Directions for this task
Where does the string "Target" appear? Copy every line of the entries below that holds it.

**** Task material

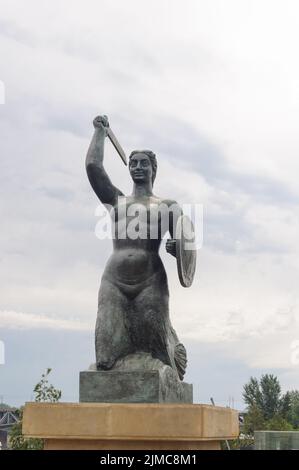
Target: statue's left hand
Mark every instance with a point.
(171, 247)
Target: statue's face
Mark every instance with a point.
(141, 168)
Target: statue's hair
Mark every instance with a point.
(152, 156)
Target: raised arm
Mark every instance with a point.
(98, 178)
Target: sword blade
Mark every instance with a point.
(117, 145)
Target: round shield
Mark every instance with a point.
(185, 250)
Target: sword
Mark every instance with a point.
(116, 145)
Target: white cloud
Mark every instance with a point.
(20, 320)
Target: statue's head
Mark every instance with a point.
(143, 166)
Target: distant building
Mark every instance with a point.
(8, 418)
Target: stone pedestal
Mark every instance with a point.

********

Task solution
Target: statue's left hand
Target: statue's face
Target: statue's hair
Target: raised arm
Target: sword blade
Target: round shield
Target: sword
Target: white cloud
Target: statue's head
Target: distant building
Target: stone pedestal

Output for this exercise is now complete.